# Material for the task
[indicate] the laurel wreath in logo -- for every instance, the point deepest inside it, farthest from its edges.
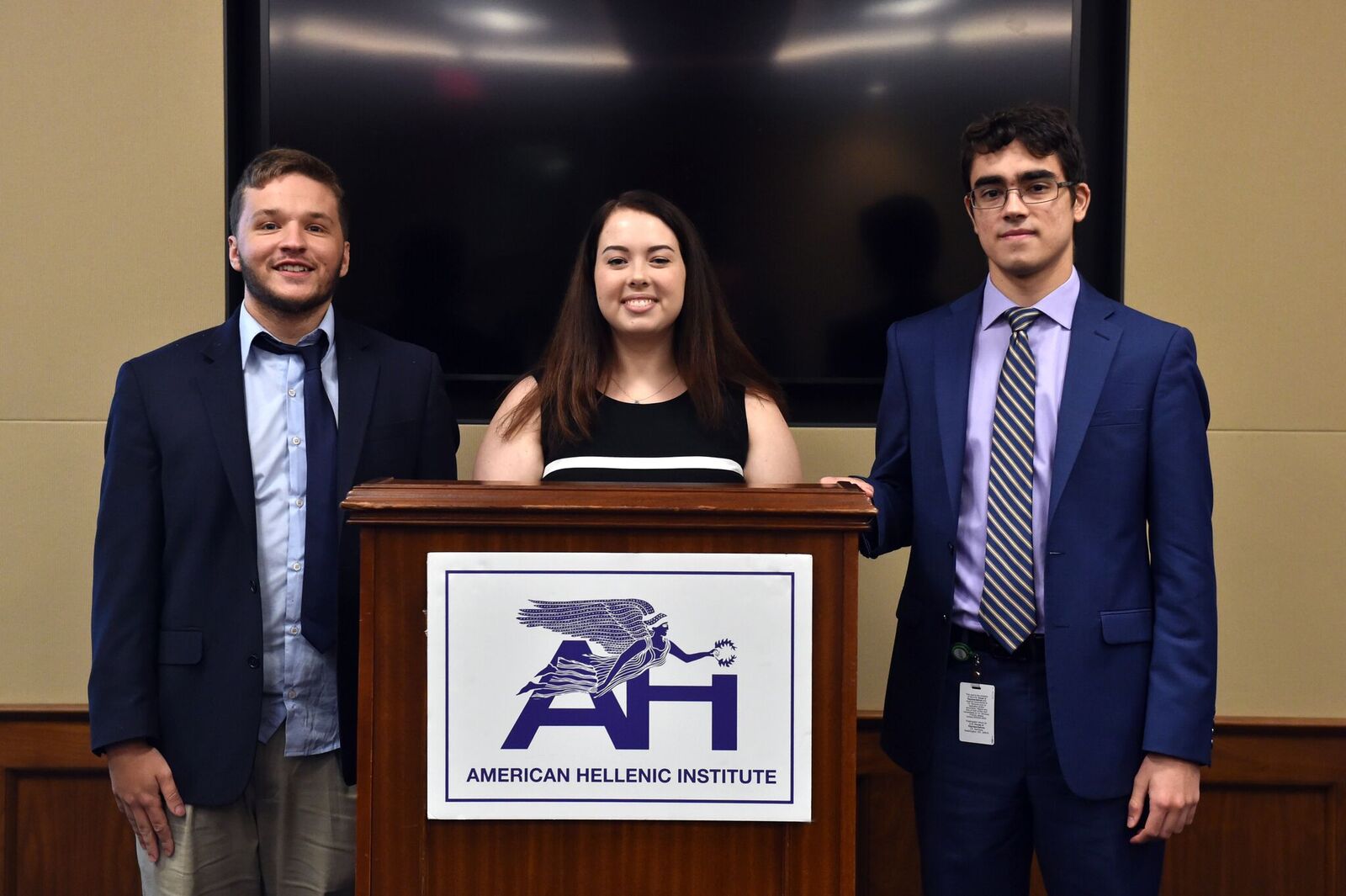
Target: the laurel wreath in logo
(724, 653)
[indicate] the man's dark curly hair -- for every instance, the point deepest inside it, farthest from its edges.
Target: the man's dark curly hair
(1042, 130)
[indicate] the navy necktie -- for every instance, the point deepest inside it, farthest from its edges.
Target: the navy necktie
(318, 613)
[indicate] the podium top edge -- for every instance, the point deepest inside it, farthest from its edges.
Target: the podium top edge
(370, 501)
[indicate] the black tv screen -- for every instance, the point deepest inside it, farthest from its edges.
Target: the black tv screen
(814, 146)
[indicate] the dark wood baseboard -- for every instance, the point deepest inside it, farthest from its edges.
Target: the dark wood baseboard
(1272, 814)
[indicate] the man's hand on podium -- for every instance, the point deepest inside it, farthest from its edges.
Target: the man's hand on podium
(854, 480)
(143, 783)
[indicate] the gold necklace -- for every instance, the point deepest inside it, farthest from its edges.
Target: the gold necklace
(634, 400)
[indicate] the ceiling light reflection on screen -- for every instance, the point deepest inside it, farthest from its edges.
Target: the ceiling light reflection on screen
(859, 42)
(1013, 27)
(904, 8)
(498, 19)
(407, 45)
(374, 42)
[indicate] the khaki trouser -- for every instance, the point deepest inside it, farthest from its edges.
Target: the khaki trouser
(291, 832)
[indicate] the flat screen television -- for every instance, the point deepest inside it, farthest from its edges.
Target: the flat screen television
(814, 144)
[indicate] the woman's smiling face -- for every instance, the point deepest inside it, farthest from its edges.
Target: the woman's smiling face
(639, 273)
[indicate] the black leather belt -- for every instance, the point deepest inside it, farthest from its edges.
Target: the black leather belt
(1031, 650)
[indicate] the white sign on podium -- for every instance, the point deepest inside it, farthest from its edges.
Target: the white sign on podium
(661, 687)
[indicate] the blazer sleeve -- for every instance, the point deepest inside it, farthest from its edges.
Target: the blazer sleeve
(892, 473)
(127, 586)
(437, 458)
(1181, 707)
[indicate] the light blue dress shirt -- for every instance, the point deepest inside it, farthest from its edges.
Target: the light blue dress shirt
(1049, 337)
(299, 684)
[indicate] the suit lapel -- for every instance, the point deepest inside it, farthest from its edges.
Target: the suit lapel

# Task to complete
Each entry should be transcribed exactly as given, with pictures omitted.

# Solution to this exercise
[indicate] the laurel wreath in logo -- for every instance, the point deepest inside it, farthest from its edges.
Target: the laurel wreath in logo
(724, 653)
[indicate] the man's dark curly hair -- for every instance, the point deepest inside it, farthest from its edges.
Target: the man's dark curly hair
(1042, 130)
[indicate] the navy necktie -- for every instance, the point deepest inside it, farthest from its edges.
Target: the navy necktie
(318, 613)
[indicate] the podium top edge -- for every instance, the point deepest inside it, farthest from its edges.
Target: the podium top edge
(370, 501)
[indicate] the black tv screen -- for every instance, the point deepest inside it, farthest from its edges.
Target: the black tv screen
(814, 146)
[indicate] the dark wood baseboard -- for every instance, the point deepest inside it, farthest from its edges.
Target: the dark wood baseboard
(1272, 814)
[indicate] the man's hand on podium -- for every instance, the point deepest inside it, farthest from its edges.
Target: the man's hand on podium
(854, 480)
(143, 783)
[indicate] the gold necklace -- for every instance, the point deepest inside it, farthest from its edges.
Target: the gold necklace
(634, 400)
[indicate] the ceiling light reflection on screen -- for every instance, the point deepest inside it, farthest from its edges.
Target: the ceiling light reflection on screen
(859, 42)
(1013, 27)
(904, 8)
(498, 19)
(407, 45)
(374, 42)
[indicate] the khaki trouser -- for every instance, the point deepest inside it, farthest from its edges.
Target: the khaki trouser
(291, 832)
[indicate] the flat screen television -- for every instance, the point deepest inside it, farthest from its edges.
Target: the flat screen television
(814, 144)
[indicate] the woman's smiling face -- for every instance, the point deepest inside it, farthest from its edges.
Target: the woman's smiling face
(639, 273)
[indicate] the black leather belt -- for every instance, the point deepest inside it, farthest from its edges.
Target: the black leather belt
(1031, 650)
[indicate] the white sign on podium -- for every instance, the point deepest inside it, farthest from its edges.
Target: the white sign on podium
(661, 687)
[indicate] the blazer sleeve -- for every instance, the point deepest inside it, farthest from its edges.
Target: the blazer sleeve
(892, 473)
(127, 586)
(437, 458)
(1181, 707)
[indicate] the light blue dress shirt -- for every instance, the point deepest inside it, farthest from its edges.
Target: the light blue dress shirt
(1049, 337)
(299, 684)
[indicate] the suit lapel -- for every instance, the point deepest inside it, farthest from its edges.
Target: the suit lapel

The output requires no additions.